*** Block opens ***

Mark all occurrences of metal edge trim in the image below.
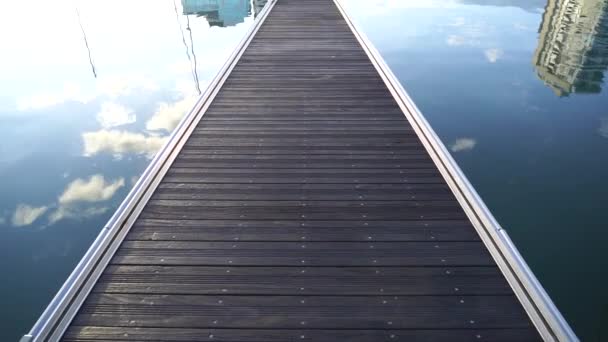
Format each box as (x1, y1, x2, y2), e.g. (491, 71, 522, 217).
(332, 1, 578, 341)
(23, 1, 278, 340)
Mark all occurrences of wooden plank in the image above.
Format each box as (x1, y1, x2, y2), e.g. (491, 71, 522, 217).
(144, 199, 460, 209)
(73, 294, 531, 329)
(178, 147, 431, 155)
(188, 133, 420, 139)
(159, 177, 444, 185)
(183, 137, 420, 145)
(171, 160, 436, 169)
(166, 168, 439, 175)
(131, 218, 473, 231)
(191, 127, 414, 132)
(154, 183, 450, 190)
(160, 176, 446, 185)
(195, 122, 412, 129)
(126, 226, 477, 242)
(94, 266, 506, 295)
(140, 205, 468, 221)
(127, 217, 478, 241)
(111, 241, 492, 266)
(63, 326, 541, 342)
(151, 184, 453, 200)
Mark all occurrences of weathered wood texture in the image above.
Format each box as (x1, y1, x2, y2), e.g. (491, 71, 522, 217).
(63, 0, 541, 340)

*** Block closes ***

Exercise instructions
For the word "Mark", find all matching lines in the entries above and copy them out.

Your solution
Mark all occurrences of metal edge trim in the image below.
Mark all occurrences of wooden plank in the image above.
Mark all occurrences of weathered wood texture in the image above.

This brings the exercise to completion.